WHAT IS BEING ASKED => Switch "screen" to "view" in the part of the data that opens with the line containing "On this screen, I'm looking for the stone arch" and closes with the line containing "[279,66,308,89]", changing nothing else, and give back only those lines.

(Data drawn from a collection)
========
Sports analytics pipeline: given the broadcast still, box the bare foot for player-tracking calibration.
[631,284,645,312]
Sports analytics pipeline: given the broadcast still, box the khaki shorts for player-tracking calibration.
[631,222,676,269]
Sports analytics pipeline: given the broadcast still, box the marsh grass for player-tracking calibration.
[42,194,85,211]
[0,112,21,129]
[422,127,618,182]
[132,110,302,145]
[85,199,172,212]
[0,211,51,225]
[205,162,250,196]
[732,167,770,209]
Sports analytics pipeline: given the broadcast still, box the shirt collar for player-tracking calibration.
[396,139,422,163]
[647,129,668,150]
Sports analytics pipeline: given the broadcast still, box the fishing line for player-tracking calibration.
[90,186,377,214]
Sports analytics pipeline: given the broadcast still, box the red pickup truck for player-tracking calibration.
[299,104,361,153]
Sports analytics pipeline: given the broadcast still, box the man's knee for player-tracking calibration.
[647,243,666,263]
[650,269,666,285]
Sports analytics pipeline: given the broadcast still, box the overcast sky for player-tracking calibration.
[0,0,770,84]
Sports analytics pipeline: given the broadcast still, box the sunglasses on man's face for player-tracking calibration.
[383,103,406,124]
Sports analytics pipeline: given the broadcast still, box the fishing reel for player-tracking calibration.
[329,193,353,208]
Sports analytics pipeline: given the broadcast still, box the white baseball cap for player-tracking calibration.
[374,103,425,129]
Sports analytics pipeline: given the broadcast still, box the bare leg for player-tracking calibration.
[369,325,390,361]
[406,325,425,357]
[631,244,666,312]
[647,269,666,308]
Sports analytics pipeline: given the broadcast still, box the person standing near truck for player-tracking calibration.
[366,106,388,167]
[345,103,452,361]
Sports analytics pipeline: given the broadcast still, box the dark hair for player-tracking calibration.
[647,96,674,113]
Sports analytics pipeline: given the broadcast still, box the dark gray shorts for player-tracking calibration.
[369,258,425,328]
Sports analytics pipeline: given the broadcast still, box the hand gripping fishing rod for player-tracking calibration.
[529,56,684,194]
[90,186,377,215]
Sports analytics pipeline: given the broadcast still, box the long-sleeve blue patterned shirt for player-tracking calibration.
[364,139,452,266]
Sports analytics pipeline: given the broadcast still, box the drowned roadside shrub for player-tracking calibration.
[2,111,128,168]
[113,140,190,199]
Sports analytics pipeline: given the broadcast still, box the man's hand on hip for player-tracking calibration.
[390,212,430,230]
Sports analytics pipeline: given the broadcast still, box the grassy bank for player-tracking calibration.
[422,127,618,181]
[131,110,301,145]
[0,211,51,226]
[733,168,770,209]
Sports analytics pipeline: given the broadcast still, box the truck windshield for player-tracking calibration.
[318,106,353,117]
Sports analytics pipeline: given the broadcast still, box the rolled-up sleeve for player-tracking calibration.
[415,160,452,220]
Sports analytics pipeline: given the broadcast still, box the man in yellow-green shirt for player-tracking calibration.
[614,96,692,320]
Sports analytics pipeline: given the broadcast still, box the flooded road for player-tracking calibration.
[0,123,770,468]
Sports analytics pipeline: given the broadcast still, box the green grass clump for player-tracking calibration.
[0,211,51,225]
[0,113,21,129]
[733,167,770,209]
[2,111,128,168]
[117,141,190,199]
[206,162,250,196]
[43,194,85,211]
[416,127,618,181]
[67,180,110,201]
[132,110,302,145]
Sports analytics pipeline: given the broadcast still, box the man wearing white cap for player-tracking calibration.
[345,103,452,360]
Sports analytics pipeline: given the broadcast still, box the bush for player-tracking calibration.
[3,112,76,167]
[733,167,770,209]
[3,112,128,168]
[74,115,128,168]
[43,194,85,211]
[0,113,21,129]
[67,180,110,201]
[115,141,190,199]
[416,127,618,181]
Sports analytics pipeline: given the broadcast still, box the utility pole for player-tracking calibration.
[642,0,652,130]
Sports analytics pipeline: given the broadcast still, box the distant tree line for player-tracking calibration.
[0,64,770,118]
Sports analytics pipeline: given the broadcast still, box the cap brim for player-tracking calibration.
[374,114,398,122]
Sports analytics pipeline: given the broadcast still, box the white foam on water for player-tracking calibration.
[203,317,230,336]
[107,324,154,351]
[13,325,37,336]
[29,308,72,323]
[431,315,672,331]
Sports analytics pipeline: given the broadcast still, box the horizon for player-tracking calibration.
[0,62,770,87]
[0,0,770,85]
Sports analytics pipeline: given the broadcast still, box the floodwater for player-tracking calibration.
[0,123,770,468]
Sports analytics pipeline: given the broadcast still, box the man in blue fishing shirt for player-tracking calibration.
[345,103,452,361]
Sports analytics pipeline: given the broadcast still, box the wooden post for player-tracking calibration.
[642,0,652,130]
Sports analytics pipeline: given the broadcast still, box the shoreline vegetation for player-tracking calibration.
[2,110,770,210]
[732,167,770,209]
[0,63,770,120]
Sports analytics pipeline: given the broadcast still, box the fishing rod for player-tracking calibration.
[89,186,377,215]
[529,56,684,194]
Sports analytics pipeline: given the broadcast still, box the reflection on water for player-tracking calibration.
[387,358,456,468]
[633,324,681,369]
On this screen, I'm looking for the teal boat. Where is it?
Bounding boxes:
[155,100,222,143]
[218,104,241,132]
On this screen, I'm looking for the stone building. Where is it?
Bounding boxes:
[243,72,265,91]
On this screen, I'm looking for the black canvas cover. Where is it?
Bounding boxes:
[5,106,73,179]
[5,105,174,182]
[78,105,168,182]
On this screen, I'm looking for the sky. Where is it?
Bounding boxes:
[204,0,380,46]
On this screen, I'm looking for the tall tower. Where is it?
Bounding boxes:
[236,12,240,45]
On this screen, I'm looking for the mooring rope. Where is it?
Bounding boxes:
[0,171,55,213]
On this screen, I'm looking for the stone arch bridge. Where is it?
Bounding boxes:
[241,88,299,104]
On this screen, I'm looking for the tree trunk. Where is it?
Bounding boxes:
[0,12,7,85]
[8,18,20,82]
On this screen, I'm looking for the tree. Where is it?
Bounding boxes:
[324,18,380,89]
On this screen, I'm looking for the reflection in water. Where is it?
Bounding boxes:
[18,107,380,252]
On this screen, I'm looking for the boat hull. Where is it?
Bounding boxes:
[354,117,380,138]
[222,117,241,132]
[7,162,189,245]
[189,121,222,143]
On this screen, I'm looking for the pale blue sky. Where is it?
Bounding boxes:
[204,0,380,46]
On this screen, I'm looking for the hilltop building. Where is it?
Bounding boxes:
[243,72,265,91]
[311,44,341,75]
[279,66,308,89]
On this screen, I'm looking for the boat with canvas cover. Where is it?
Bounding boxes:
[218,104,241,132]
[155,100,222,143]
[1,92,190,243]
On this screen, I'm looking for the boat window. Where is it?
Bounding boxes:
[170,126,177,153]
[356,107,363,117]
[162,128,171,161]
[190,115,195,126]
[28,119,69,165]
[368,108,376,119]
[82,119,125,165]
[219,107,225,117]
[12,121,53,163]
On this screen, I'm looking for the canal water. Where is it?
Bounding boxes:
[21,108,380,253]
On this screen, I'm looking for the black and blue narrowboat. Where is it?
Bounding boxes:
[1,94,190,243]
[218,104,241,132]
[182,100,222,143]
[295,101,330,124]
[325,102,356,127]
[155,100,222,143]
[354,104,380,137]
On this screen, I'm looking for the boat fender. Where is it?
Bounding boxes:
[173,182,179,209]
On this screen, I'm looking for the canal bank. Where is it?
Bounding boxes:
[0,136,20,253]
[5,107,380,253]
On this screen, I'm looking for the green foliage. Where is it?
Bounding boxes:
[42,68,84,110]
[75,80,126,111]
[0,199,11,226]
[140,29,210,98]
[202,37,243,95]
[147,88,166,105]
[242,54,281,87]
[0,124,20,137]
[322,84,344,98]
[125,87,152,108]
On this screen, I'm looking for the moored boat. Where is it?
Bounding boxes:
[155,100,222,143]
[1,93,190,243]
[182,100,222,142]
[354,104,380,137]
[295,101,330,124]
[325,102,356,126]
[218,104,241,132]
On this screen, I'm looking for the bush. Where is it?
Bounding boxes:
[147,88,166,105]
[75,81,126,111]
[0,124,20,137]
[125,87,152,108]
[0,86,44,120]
========
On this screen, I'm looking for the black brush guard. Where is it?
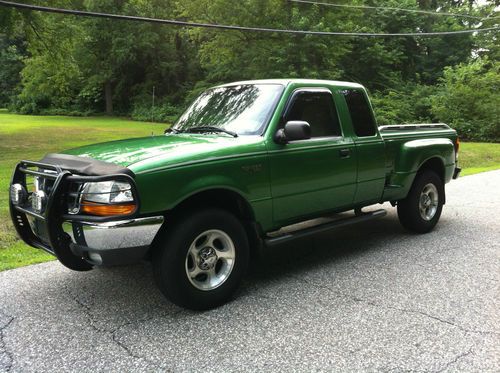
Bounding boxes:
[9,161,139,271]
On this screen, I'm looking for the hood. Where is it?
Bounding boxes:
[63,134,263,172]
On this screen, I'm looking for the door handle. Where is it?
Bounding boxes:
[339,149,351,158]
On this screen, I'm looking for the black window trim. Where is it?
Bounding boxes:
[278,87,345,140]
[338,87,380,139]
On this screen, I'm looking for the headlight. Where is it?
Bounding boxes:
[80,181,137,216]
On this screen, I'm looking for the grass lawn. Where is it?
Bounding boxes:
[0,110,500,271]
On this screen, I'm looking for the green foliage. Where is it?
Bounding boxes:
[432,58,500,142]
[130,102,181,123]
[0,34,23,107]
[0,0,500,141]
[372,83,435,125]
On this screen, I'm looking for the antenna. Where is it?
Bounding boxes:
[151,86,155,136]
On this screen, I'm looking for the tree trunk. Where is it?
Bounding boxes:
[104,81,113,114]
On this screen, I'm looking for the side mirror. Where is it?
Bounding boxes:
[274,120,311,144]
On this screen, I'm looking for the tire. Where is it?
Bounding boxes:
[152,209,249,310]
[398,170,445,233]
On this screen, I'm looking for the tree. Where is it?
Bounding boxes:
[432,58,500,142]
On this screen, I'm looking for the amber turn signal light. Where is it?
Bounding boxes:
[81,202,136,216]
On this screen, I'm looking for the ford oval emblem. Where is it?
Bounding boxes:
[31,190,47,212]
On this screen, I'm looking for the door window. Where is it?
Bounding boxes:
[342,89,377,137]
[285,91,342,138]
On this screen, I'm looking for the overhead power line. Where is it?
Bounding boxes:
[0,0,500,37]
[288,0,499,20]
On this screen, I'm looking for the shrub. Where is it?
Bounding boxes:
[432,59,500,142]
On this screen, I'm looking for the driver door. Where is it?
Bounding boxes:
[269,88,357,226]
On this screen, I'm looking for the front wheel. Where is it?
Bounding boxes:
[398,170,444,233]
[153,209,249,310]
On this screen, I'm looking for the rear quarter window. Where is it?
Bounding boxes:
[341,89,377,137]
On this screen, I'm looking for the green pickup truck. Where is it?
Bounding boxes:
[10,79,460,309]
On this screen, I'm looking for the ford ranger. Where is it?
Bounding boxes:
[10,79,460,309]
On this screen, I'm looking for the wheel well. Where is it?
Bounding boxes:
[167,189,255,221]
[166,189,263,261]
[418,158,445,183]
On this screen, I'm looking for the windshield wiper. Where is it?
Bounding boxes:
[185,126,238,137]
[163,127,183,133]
========
ANSWER IN FULL =>
On this view, I'm looking for the stone arch bridge. Where is it?
Bounding boxes:
[241,88,299,104]
On this view, I'm looking for the tree trunk. Where is it?
Bounding boxes:
[0,12,7,85]
[8,18,20,82]
On this view, I'm looking for the tree. Where is it?
Bounding boxes:
[324,18,380,89]
On this view, I'm looking for the reflection in water. Where is it?
Bounding boxes:
[18,107,380,252]
On this view, I'm looking for the boat hull. Where is it?
Bounding boxes:
[354,117,380,138]
[222,117,241,132]
[7,162,189,245]
[189,121,222,143]
On this view, I'm looking for the pale blue sky. Where is it?
Bounding boxes:
[204,0,380,46]
On this view, I'm looking for the hilltop building. Where is it?
Bounding boxes:
[243,72,265,91]
[311,44,341,75]
[279,66,308,89]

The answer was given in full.